• _Task description_:
Render the lines as a numbered list, leaving out blank lines. Begin at the line that contains "Would you mind marking the person in" and stop after the last line of the rows.

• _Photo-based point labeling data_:
+++

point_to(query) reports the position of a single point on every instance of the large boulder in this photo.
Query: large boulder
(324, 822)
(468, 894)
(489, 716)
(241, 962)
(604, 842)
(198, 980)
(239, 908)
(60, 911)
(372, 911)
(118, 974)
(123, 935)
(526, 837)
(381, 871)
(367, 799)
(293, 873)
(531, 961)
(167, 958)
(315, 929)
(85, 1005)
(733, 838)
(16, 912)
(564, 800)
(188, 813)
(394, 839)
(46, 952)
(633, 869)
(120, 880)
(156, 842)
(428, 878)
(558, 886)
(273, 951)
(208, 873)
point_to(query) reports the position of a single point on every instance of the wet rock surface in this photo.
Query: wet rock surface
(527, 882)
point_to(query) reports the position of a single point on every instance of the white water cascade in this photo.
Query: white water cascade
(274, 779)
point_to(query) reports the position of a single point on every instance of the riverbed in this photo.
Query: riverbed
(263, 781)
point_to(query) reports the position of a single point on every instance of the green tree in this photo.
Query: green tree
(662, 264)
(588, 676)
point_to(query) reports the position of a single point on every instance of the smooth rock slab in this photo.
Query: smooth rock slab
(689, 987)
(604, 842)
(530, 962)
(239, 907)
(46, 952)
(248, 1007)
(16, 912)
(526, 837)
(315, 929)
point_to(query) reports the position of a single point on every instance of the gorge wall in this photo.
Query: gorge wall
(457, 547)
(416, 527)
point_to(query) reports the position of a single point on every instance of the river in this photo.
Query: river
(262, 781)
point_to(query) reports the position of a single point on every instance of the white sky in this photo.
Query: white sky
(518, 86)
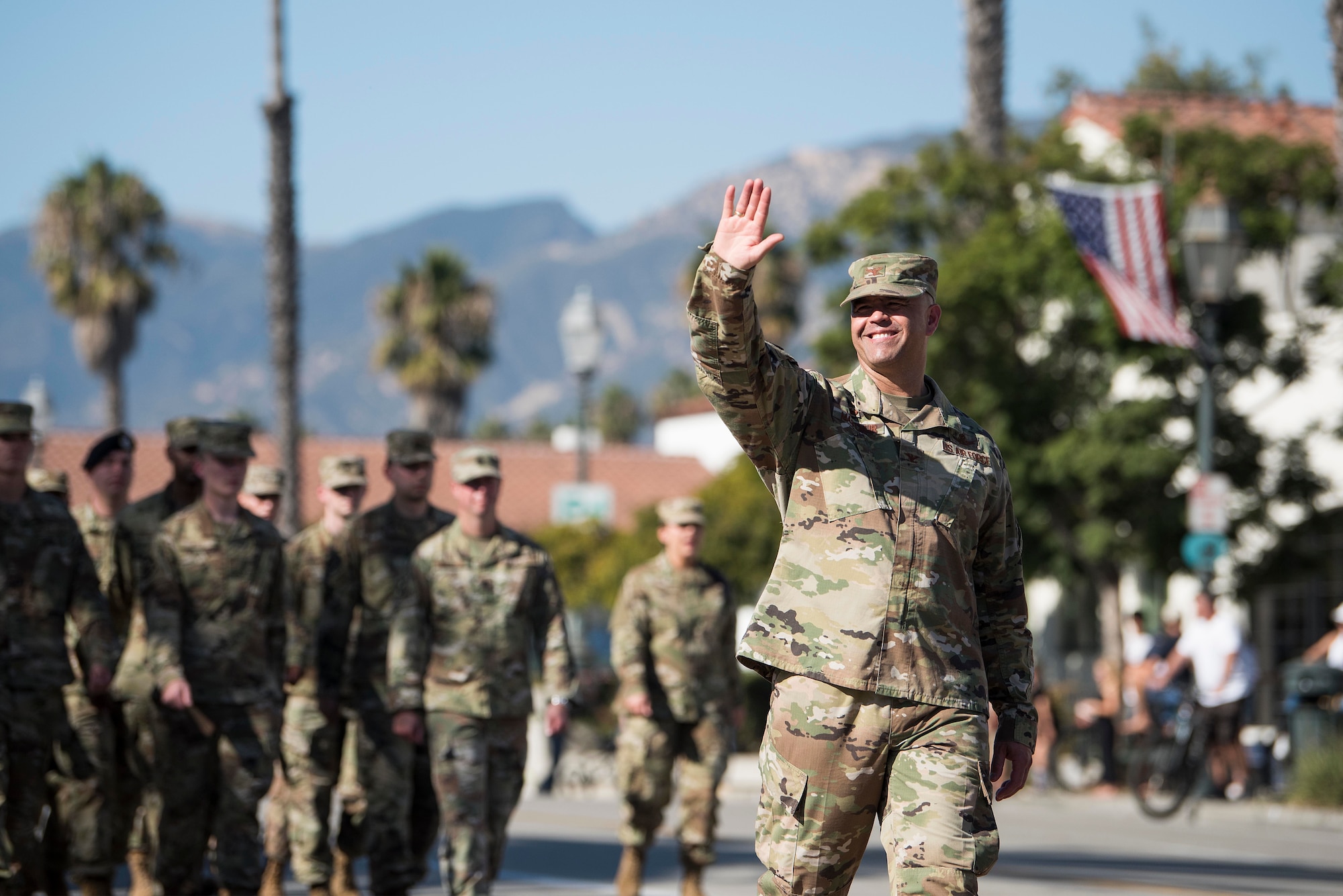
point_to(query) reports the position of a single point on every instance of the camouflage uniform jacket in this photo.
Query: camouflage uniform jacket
(216, 607)
(100, 541)
(307, 560)
(46, 576)
(469, 624)
(674, 639)
(899, 569)
(371, 556)
(138, 526)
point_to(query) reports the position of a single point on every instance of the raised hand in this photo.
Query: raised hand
(741, 239)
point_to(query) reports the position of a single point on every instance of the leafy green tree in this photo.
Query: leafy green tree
(438, 340)
(618, 413)
(492, 430)
(1029, 346)
(97, 239)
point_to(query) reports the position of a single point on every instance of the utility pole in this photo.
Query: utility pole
(283, 272)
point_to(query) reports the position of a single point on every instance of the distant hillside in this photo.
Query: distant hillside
(205, 349)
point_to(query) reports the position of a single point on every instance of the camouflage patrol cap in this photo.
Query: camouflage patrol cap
(410, 447)
(52, 482)
(183, 432)
(476, 463)
(339, 471)
(682, 511)
(894, 274)
(15, 417)
(264, 481)
(226, 439)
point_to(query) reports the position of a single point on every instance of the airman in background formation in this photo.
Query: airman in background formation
(483, 604)
(674, 650)
(896, 612)
(48, 581)
(297, 819)
(261, 491)
(87, 832)
(134, 686)
(216, 609)
(369, 560)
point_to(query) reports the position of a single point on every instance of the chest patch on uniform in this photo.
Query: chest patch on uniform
(965, 452)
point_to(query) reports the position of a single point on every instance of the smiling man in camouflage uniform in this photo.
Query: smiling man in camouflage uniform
(216, 611)
(46, 583)
(299, 816)
(483, 605)
(674, 646)
(370, 557)
(895, 613)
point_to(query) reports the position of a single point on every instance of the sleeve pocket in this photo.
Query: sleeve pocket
(784, 796)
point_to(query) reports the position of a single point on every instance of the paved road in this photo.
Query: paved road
(1054, 846)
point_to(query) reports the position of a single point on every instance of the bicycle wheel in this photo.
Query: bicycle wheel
(1162, 777)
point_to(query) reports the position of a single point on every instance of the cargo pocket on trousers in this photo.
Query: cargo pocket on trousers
(784, 796)
(984, 827)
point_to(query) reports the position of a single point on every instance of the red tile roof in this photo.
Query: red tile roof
(1290, 121)
(639, 475)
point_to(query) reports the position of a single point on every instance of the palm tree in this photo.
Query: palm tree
(283, 272)
(97, 238)
(438, 340)
(986, 122)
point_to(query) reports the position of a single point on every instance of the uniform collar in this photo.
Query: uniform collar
(868, 401)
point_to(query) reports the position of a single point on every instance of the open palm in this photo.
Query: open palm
(741, 239)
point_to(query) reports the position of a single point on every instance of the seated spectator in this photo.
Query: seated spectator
(1329, 650)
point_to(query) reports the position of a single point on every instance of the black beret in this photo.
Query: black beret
(115, 440)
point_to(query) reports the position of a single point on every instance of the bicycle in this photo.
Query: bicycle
(1173, 764)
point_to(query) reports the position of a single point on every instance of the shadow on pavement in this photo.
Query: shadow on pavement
(1051, 866)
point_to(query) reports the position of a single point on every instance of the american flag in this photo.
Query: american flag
(1121, 234)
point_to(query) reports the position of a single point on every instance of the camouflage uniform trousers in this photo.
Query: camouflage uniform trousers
(835, 760)
(299, 815)
(37, 724)
(401, 817)
(221, 766)
(479, 779)
(96, 795)
(647, 753)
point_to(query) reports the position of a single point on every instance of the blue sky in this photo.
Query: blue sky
(618, 107)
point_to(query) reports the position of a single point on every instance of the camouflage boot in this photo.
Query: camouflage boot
(142, 877)
(692, 875)
(273, 879)
(95, 887)
(631, 874)
(343, 877)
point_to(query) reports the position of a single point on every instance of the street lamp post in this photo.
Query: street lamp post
(581, 340)
(1212, 244)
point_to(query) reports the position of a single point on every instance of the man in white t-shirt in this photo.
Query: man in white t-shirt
(1224, 674)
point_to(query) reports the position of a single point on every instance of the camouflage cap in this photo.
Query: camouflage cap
(339, 471)
(15, 417)
(476, 463)
(226, 439)
(894, 274)
(264, 481)
(682, 511)
(410, 447)
(183, 432)
(53, 482)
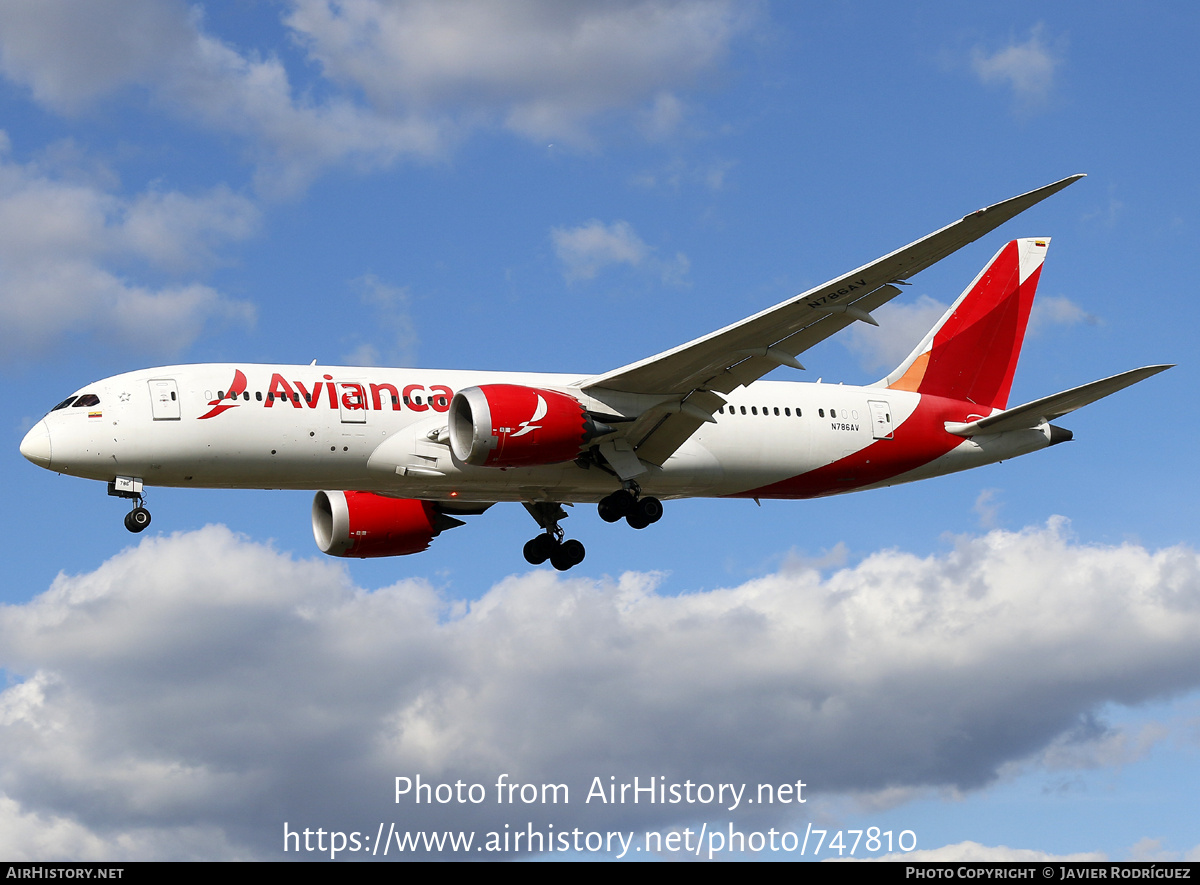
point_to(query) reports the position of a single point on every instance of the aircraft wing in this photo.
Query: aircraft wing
(691, 377)
(1055, 405)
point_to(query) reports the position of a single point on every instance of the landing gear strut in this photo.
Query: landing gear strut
(562, 554)
(138, 518)
(628, 503)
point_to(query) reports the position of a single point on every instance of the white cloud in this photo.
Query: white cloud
(976, 853)
(987, 507)
(594, 245)
(201, 684)
(591, 247)
(1057, 311)
(429, 71)
(389, 305)
(63, 245)
(1027, 68)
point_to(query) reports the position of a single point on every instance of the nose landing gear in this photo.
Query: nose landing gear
(138, 518)
(562, 554)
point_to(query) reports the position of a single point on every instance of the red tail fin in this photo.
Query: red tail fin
(971, 354)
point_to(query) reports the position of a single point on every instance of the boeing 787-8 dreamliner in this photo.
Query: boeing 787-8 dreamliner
(396, 456)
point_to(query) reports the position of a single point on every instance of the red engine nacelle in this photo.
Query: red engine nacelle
(365, 524)
(507, 425)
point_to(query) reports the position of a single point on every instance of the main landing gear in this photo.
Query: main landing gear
(562, 554)
(628, 504)
(138, 518)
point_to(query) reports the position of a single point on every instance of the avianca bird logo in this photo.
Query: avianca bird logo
(539, 413)
(235, 390)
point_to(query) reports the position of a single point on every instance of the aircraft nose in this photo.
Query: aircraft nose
(36, 445)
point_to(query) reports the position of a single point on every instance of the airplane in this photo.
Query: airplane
(396, 456)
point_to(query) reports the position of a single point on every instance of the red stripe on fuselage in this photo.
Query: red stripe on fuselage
(921, 439)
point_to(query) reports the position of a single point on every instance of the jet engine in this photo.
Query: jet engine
(507, 425)
(365, 524)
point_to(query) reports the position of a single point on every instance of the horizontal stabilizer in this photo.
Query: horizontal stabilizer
(1055, 405)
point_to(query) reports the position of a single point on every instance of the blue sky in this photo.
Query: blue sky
(1003, 657)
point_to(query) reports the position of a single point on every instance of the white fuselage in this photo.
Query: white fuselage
(318, 427)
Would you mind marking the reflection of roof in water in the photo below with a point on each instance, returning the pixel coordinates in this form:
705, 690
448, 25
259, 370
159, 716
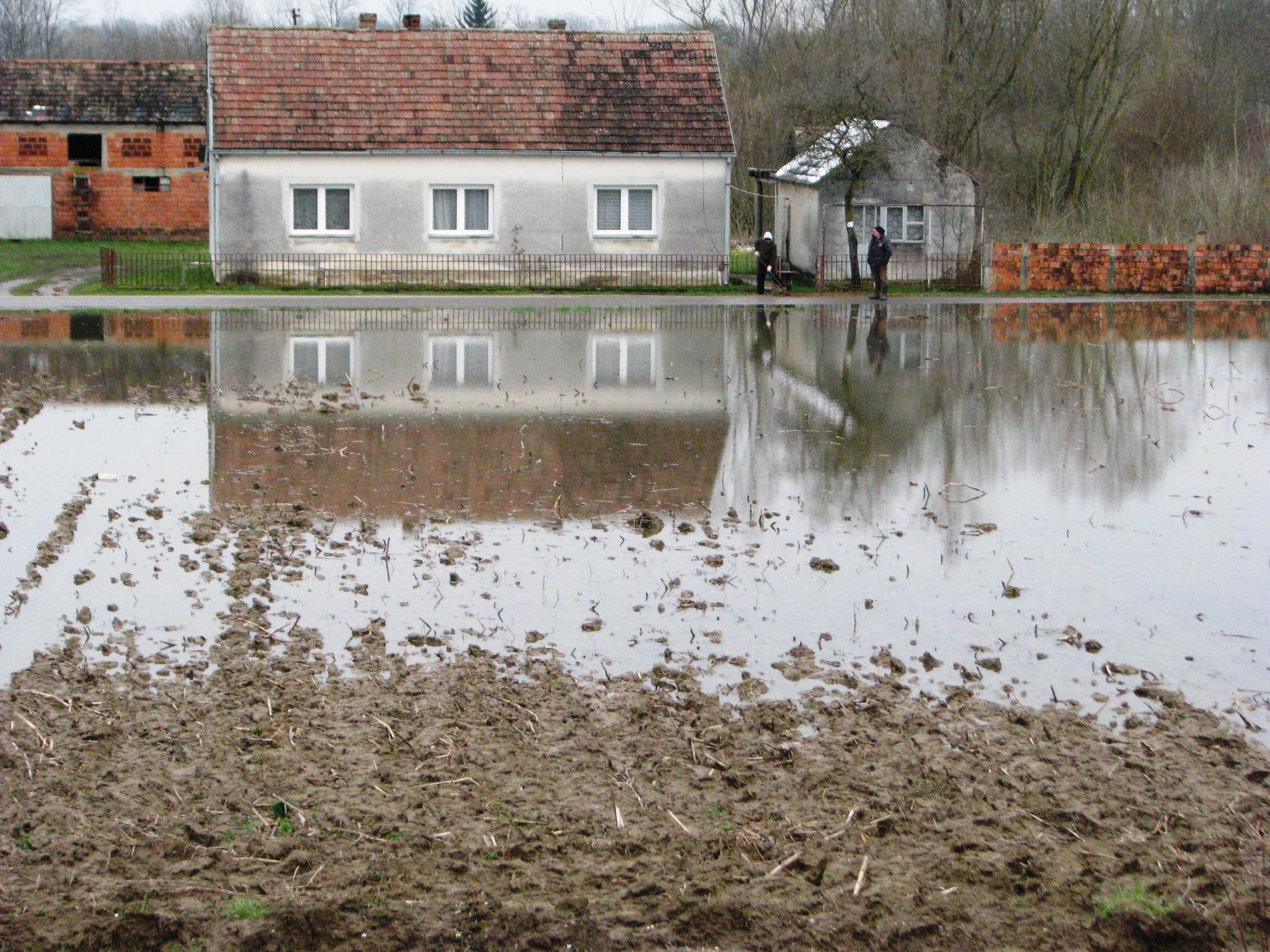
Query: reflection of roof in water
1130, 320
487, 319
483, 467
106, 358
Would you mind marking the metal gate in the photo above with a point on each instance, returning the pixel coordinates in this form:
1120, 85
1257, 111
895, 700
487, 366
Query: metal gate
25, 206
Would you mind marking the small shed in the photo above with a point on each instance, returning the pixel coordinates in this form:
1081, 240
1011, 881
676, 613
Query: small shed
928, 205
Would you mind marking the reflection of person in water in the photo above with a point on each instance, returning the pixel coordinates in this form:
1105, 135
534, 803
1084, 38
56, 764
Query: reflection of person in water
877, 345
765, 328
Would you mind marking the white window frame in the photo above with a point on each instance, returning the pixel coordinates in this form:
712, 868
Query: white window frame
322, 231
879, 215
322, 340
461, 211
464, 342
625, 230
624, 342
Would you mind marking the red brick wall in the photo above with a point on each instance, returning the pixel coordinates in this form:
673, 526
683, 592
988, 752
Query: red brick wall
1008, 262
1152, 268
1070, 267
112, 207
153, 150
117, 209
1230, 270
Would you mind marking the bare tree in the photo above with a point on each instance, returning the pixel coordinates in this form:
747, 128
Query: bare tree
332, 13
694, 14
32, 29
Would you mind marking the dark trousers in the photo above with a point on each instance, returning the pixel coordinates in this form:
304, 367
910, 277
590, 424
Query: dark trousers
762, 277
879, 280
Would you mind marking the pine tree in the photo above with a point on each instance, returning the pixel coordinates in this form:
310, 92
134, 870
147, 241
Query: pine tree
478, 14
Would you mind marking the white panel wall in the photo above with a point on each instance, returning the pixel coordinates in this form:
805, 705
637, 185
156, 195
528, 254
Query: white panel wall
25, 207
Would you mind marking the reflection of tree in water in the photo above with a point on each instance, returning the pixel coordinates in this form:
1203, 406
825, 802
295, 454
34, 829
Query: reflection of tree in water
841, 400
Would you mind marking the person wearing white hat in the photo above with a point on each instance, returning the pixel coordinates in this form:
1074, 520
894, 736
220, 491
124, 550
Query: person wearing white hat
765, 250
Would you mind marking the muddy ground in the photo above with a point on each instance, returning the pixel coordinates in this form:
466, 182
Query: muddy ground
272, 801
263, 799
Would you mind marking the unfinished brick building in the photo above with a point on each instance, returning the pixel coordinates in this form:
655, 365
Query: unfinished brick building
95, 149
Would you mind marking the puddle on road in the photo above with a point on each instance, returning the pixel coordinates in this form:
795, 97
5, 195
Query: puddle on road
1037, 501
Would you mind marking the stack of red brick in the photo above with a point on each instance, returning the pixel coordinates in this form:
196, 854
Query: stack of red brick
1130, 268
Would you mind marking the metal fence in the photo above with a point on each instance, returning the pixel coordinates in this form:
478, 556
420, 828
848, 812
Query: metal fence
931, 271
164, 271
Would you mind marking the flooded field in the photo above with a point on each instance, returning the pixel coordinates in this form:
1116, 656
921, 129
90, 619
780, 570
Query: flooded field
700, 626
1042, 501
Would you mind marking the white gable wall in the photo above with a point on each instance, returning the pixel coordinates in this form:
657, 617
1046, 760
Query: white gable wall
541, 203
915, 174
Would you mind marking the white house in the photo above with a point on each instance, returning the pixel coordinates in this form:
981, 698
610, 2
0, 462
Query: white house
466, 143
926, 203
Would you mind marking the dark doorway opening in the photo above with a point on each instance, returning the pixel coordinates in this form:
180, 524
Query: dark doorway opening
88, 327
84, 149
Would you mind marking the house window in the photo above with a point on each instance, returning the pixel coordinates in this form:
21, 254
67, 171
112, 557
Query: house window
84, 149
463, 209
322, 359
32, 148
628, 209
151, 183
136, 148
904, 223
461, 362
322, 209
624, 361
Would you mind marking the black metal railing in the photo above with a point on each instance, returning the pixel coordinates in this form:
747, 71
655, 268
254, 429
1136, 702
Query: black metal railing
169, 271
931, 271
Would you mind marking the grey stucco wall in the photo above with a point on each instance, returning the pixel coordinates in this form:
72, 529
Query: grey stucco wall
541, 205
912, 173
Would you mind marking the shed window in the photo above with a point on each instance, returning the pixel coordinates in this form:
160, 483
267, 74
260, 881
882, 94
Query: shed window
461, 362
904, 223
84, 149
624, 362
322, 209
461, 209
322, 359
151, 183
628, 209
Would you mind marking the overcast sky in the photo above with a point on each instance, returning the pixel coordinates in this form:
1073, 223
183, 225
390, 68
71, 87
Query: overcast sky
630, 13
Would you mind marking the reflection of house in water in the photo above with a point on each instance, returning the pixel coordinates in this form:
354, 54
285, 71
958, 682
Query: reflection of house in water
491, 413
103, 356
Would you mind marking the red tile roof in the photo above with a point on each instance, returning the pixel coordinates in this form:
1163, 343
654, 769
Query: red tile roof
102, 92
499, 90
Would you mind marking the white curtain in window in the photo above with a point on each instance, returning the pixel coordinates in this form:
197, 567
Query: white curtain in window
639, 363
639, 209
475, 363
609, 362
304, 359
305, 208
445, 209
609, 209
338, 215
916, 227
477, 209
339, 359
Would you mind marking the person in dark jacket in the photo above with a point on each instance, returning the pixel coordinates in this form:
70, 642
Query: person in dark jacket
765, 249
879, 257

+++

• _In response_:
1. Would you mind marking the person in dark jacket in the photo above with a point on each instance, returning the pixel coordinates in this form:
2. 70, 642
3. Query: person in dark jacket
4. 765, 249
5. 879, 257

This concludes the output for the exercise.